### Supplied records:
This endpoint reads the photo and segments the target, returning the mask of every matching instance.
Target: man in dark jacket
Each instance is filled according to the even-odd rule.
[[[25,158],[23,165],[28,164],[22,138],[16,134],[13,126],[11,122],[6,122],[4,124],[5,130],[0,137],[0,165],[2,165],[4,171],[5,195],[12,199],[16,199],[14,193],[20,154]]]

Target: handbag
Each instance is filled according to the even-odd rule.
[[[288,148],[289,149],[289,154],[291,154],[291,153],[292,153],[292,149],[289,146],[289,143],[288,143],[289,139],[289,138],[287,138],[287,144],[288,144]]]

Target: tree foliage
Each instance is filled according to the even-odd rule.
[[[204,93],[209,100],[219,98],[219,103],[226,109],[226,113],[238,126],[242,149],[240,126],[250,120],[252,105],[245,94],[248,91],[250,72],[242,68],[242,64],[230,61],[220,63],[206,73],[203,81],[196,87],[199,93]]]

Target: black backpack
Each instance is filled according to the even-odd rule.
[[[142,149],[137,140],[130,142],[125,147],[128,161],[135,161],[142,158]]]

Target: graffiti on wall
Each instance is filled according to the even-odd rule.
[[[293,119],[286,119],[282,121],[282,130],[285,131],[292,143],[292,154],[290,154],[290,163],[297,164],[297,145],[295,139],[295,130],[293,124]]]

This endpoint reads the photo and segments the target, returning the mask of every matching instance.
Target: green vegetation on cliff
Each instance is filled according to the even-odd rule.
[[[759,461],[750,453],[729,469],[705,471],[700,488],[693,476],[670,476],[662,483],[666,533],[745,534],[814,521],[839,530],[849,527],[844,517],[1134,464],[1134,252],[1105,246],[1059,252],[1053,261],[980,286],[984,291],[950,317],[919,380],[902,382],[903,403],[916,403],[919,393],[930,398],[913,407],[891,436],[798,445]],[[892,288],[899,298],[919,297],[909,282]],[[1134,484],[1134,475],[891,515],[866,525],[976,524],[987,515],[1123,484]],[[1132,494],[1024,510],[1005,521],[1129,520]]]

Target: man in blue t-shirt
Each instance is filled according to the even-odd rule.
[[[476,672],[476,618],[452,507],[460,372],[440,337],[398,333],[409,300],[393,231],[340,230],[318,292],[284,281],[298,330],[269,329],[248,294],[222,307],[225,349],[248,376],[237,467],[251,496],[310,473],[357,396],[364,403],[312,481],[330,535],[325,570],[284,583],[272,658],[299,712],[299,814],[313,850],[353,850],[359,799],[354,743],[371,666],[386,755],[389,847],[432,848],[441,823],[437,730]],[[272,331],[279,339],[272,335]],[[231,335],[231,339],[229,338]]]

### What to produce:
Copy the rows above from the line with "Target: graffiti on wall" up to and including the last line, requests included. Shift every polygon coordinate in the answers by adding 60 to it.

### Expected answer:
Target: graffiti on wall
Each instance is filled according to the even-odd rule.
[[[353,179],[346,179],[342,181],[342,190],[345,191],[352,203],[352,214],[350,214],[350,223],[357,224],[357,205],[355,199],[355,190],[353,184]]]

This endpoint reads the photo and segments the target, returning the mask of every matching instance.
Target: green vegetation on cliff
Each instance is filled according to the even-odd rule.
[[[819,521],[810,513],[789,529],[765,531],[760,548],[753,536],[730,536],[722,543],[726,593],[805,594],[874,581],[899,590],[909,587],[904,577],[1194,524],[1194,312],[1165,306],[1119,312],[1113,321],[1040,346],[1044,351],[1010,377],[979,440],[962,442],[963,463],[976,463],[979,453],[990,458],[973,467],[951,496],[858,505]],[[952,348],[959,358],[979,357],[969,342]],[[1194,544],[1194,535],[951,575],[926,585],[1036,584],[1047,575],[1183,544]],[[1192,554],[1084,570],[1065,581],[1189,580]]]

Target: man in blue t-shirt
Each instance is filled according to the even-odd rule.
[[[536,732],[536,678],[512,567],[520,432],[500,397],[458,393],[469,360],[453,291],[400,290],[378,352],[344,341],[358,390],[329,389],[308,354],[282,367],[285,409],[308,436],[297,527],[311,556],[370,533],[417,456],[424,463],[372,541],[390,595],[385,630],[344,643],[332,718],[359,772],[359,874],[373,910],[413,910],[419,859],[414,803],[431,726],[446,815],[449,907],[492,908],[501,883],[497,790]],[[332,391],[339,399],[332,395]],[[291,395],[291,399],[289,398]]]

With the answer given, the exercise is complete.